» Prompt:
Filter the records below for the word "gray". Copy each line that holds it.

Records drawn from a dataset
----
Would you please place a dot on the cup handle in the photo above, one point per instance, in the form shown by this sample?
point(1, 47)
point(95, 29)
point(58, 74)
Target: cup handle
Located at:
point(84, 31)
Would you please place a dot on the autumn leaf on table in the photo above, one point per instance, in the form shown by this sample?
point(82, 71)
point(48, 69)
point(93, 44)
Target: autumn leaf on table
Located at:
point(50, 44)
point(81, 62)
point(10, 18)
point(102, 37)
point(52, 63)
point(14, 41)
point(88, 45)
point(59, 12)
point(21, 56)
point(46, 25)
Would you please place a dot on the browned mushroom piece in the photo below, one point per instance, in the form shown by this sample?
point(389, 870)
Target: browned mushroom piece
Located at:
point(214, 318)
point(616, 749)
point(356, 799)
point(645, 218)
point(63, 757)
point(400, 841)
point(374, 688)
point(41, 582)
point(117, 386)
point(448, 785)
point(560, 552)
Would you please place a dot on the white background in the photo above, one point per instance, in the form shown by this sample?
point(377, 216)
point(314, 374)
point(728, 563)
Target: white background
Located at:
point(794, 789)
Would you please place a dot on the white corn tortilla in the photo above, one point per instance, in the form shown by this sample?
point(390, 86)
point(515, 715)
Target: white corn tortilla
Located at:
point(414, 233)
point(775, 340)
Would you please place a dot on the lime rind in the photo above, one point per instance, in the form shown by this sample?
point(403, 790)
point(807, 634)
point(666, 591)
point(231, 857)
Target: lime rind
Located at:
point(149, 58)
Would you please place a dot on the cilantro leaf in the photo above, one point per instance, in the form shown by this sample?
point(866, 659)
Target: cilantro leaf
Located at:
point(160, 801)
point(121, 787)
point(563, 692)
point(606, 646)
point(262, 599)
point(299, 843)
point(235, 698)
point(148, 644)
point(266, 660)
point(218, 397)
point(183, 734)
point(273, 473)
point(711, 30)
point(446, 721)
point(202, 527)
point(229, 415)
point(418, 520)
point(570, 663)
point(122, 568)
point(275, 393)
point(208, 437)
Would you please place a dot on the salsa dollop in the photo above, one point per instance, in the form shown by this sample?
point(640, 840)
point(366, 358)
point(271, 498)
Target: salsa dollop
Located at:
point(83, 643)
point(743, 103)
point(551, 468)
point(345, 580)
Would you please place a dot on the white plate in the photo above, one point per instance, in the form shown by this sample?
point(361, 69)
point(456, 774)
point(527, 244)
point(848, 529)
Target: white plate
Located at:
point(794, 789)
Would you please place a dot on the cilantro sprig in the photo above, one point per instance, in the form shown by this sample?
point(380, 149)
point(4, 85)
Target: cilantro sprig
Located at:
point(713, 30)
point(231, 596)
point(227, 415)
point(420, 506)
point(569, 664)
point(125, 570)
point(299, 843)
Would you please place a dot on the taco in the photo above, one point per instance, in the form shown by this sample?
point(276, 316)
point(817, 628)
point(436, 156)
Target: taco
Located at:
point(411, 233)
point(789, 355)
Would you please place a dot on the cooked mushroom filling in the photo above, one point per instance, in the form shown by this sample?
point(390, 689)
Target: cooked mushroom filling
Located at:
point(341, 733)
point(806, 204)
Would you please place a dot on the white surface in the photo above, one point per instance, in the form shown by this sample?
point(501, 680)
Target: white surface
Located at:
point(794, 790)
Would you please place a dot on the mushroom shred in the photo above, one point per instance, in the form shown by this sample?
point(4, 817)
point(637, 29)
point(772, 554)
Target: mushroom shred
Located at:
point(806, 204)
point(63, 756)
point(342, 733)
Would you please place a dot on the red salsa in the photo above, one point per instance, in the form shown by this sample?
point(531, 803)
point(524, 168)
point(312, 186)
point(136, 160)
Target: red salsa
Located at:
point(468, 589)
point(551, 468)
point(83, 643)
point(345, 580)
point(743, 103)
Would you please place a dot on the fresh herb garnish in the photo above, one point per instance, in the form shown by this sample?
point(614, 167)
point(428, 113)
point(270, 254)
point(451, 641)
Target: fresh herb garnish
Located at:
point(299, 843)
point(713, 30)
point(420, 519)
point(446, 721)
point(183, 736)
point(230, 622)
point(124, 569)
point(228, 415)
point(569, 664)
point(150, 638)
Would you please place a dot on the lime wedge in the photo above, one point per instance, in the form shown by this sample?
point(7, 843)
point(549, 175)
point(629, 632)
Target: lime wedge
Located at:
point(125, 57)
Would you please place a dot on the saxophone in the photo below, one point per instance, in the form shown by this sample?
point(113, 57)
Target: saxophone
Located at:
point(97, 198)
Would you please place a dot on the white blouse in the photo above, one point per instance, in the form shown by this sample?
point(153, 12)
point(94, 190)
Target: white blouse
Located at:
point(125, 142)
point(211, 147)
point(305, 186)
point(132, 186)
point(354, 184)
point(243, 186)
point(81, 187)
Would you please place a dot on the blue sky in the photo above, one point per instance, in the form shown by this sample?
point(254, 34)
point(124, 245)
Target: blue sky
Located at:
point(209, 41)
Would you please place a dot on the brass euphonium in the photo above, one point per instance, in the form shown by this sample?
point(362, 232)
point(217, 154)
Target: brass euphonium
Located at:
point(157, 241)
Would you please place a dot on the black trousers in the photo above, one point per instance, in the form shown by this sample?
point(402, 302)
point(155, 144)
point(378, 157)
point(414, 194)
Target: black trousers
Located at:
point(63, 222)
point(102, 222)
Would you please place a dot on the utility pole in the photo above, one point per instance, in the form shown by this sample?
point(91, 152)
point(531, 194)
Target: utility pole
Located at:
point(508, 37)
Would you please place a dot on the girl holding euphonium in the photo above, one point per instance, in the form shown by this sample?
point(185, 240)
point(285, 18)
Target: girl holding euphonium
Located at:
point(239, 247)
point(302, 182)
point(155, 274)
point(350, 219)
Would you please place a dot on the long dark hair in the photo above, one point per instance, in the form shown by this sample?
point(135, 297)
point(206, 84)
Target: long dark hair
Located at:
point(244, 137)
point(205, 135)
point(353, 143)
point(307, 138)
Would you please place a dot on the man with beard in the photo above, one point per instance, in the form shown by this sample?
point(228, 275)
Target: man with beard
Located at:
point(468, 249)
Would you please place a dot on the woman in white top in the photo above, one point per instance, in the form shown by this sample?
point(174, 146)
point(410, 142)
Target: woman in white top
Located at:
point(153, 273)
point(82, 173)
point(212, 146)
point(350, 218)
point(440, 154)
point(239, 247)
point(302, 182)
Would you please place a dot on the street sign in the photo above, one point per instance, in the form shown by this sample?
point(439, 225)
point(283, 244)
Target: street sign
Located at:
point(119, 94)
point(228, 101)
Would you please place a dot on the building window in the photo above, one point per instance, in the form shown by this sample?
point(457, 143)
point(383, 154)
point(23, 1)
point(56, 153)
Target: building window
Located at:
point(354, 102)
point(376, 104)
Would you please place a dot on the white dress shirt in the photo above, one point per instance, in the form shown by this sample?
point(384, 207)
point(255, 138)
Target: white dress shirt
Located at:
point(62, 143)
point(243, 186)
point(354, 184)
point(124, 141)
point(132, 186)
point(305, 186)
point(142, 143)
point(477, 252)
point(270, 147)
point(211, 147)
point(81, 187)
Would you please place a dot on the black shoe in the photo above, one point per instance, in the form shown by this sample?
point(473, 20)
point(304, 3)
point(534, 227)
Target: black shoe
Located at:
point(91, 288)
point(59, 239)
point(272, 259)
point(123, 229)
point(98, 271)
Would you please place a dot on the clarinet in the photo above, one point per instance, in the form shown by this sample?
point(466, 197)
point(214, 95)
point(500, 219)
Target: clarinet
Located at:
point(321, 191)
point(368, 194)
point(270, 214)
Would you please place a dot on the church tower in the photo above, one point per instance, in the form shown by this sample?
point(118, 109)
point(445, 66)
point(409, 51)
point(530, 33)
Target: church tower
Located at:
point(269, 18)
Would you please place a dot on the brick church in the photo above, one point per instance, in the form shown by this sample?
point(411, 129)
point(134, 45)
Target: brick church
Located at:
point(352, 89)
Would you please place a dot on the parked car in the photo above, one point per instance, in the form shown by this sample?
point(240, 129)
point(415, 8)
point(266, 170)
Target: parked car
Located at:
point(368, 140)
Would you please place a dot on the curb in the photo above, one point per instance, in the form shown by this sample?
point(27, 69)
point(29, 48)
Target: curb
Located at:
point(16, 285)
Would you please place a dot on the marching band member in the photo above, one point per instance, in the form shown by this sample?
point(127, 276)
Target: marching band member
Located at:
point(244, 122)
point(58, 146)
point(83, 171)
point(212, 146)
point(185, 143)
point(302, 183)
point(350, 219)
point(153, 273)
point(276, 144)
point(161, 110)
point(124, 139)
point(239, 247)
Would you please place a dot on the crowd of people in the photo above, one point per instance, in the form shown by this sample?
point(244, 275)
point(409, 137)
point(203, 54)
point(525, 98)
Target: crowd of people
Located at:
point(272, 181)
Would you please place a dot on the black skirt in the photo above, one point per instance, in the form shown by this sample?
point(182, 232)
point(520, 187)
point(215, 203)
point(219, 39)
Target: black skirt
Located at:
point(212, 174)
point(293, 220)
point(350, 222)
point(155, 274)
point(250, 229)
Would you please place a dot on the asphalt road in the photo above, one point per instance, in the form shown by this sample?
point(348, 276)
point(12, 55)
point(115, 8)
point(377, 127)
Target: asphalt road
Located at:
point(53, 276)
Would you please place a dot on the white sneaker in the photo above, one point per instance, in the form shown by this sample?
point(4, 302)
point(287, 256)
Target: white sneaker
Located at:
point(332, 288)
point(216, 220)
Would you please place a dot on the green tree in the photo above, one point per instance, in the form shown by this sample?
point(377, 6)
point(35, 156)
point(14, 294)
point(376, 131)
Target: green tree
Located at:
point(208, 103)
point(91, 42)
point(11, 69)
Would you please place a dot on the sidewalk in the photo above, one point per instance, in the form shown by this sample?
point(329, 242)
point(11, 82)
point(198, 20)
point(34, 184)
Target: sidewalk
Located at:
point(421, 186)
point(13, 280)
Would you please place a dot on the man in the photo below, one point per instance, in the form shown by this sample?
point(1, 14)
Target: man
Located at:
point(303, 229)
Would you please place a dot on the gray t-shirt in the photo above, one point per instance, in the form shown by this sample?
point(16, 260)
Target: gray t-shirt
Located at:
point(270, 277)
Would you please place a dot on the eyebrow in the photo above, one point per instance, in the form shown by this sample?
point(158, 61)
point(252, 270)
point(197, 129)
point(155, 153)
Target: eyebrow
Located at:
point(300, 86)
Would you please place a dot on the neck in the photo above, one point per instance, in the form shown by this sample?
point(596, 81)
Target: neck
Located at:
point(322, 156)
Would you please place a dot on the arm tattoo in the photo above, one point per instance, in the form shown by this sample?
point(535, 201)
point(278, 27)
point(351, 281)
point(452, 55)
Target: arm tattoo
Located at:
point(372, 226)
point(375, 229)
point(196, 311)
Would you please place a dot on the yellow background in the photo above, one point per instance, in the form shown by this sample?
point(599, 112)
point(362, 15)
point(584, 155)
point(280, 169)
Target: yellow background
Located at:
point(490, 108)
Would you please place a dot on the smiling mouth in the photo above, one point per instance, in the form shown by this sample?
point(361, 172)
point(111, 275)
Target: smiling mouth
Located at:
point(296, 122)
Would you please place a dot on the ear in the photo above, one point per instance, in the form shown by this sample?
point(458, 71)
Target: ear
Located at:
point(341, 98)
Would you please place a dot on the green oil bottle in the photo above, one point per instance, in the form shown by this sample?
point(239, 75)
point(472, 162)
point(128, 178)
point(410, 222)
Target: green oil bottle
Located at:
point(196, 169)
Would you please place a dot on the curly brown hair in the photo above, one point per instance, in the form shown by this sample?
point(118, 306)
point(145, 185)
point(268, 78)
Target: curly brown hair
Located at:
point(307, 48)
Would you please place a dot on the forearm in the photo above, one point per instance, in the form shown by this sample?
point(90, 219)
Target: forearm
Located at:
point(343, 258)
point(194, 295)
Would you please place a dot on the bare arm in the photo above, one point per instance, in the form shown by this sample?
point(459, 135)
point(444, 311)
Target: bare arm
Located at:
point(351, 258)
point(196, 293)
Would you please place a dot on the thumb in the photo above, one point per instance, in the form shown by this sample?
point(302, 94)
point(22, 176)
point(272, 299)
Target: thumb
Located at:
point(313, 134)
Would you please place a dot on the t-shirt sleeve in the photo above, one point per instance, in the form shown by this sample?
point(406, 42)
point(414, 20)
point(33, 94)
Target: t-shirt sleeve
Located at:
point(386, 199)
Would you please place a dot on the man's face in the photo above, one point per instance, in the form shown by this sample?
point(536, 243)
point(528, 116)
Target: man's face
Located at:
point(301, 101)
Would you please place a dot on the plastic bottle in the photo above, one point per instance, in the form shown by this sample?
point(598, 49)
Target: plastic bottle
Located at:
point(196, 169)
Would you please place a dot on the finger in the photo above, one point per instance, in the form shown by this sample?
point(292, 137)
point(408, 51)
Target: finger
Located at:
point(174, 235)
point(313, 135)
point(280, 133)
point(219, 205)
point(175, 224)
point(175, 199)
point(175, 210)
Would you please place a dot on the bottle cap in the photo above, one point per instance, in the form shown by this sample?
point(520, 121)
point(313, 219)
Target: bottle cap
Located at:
----
» Answer to the problem:
Would you please place a dot on the gray t-shirt in the photo above, one point per instance, in the form shown by this sample?
Target: gray t-shirt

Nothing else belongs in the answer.